2003: Citigroup pays $400 million to settle charges with U.S. regulators over issuing fraudulent research reports to the public on stocks it was pushing.
2004: Citigroup paid $2.65 billion to WorldCom stock and bond holders over its role in the demise of the company. In the same year, Citigroup’s private bank was kicked out of Japan for money laundering.
2005: Citigroup was fined $26 million by Europe’s Financial Services Authority for conducting a trade it called internally “Dr. Evil.” The trade roiled the European bond market. In the same year, Citigroup settled with the U.S. Securities and Exchange Commission for $101 million for helping Enron inflate cash flows and under report its debt. Also in 2005, Citigroup settled with private litigants for $2 billion over its role in the bankruptcy of Enron.
2008: The SEC forces Citigroup and UBS to buy back $30 billion in auction rate securities that were improperly sold to investors through misleading information.

RECORDED DATA -
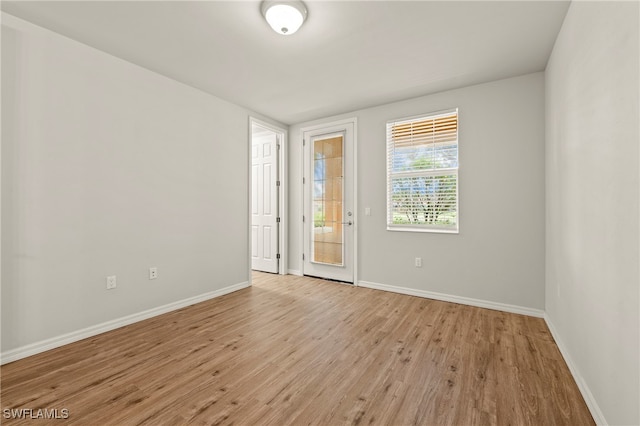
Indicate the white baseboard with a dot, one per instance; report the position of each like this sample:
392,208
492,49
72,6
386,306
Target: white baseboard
589,399
456,299
74,336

AIM OF THE EXERCISE - Continue the timeline of Citigroup's settlements and fines from the point where it stops. None of the items are needed here.

ANSWER TO THIS PROBLEM -
2010: SEC settles with Citigroup for $75 million over its misleading statements to investors that it had reduced its exposure to subprime mortgages to $13 billion when in fact the exposure was over $50 billion.
2011: SEC settles with Citigroup for $285 million over claims it misled investors in a $1 billion financial product. Citigroup had selected approximately half the assets and was betting they would decline in value.
February 9, 2012: Citigroup agrees to pay $2.2 billion as its portion of the nationwide settlement of bank foreclosure fraud.
August 29, 2012: Citigroup agrees to settle a class action lawsuit for $590 million over claims it withheld from shareholders’ knowledge that it had far greater exposure to subprime debt than it was reporting.
July 1, 2013: Citigroup agrees to pay Fannie Mae $968 million for selling it toxic mortgage loans.
September 25, 2013: Citigroup agrees to pay Freddie Mac $395 million to settle claims it sold it toxic mortgages.
December 4, 2013: Citigroup admits to participating in the Yen Libor financial derivatives cartel to the European Commission and accepts a fine of $95 million.
July 14, 2014: The U.S. Department of Justice announces a $7 billion settlement with Citigroup for selling toxic mortgages to investors.
November 2014: Citigroup pays more than $1 billion to settle civil allegations with regulators that it manipulated foreign currency markets. Other global banks settled at the same time.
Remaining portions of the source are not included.